[Start of section]

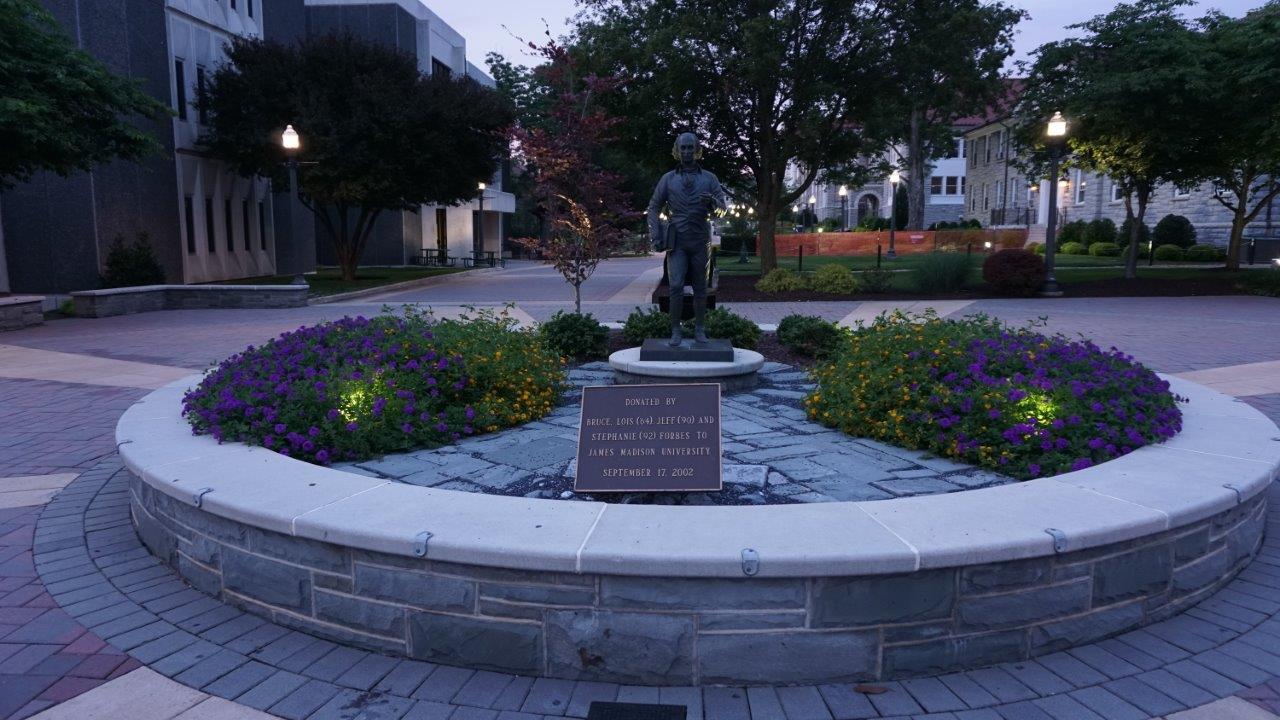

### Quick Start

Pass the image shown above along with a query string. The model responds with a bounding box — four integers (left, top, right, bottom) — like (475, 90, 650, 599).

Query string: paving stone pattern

(0, 504, 140, 720)
(28, 456, 1280, 718)
(342, 363, 1012, 506)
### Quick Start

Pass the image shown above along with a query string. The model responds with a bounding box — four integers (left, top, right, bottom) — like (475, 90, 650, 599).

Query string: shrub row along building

(0, 0, 513, 295)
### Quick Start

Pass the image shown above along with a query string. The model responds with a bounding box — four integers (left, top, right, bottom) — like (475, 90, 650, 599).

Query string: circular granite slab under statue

(608, 343, 764, 391)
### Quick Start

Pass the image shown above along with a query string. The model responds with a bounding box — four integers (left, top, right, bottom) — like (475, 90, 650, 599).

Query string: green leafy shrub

(805, 312, 1181, 479)
(859, 266, 895, 293)
(1153, 244, 1186, 261)
(755, 267, 807, 292)
(1059, 241, 1087, 255)
(1027, 242, 1045, 255)
(183, 307, 564, 464)
(622, 306, 671, 344)
(1184, 244, 1225, 262)
(1057, 220, 1089, 245)
(689, 307, 760, 349)
(1088, 242, 1122, 257)
(1239, 269, 1280, 297)
(1152, 214, 1196, 248)
(1083, 219, 1117, 246)
(913, 252, 973, 294)
(809, 264, 860, 294)
(102, 233, 165, 288)
(539, 311, 608, 360)
(1118, 217, 1151, 249)
(982, 249, 1045, 297)
(777, 315, 845, 357)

[End of section]

:: AIM OF THE TASK ::
Nothing but the lines from the one with "Query string: circular" through the last line of the data should appear; print them exactly.

:: WRITTEN SOLUTION ::
Query string: circular granite slab under statue

(608, 343, 764, 391)
### Quick Start

Pass the image shown above along with a query string. The model responds with a bounding box — four integers (left, top, right, bottom) — like (475, 90, 650, 599).

Query string: green leafy shrub

(805, 312, 1181, 479)
(859, 266, 895, 293)
(1153, 244, 1186, 261)
(755, 267, 807, 292)
(1059, 241, 1087, 255)
(1027, 242, 1045, 255)
(183, 307, 564, 464)
(622, 306, 671, 344)
(1184, 244, 1225, 262)
(1057, 220, 1089, 245)
(689, 307, 760, 349)
(1088, 242, 1122, 257)
(1239, 269, 1280, 297)
(1152, 214, 1196, 248)
(1083, 219, 1117, 246)
(913, 252, 973, 294)
(809, 264, 860, 294)
(102, 233, 165, 288)
(539, 311, 608, 360)
(1118, 217, 1151, 249)
(982, 249, 1045, 297)
(777, 315, 845, 357)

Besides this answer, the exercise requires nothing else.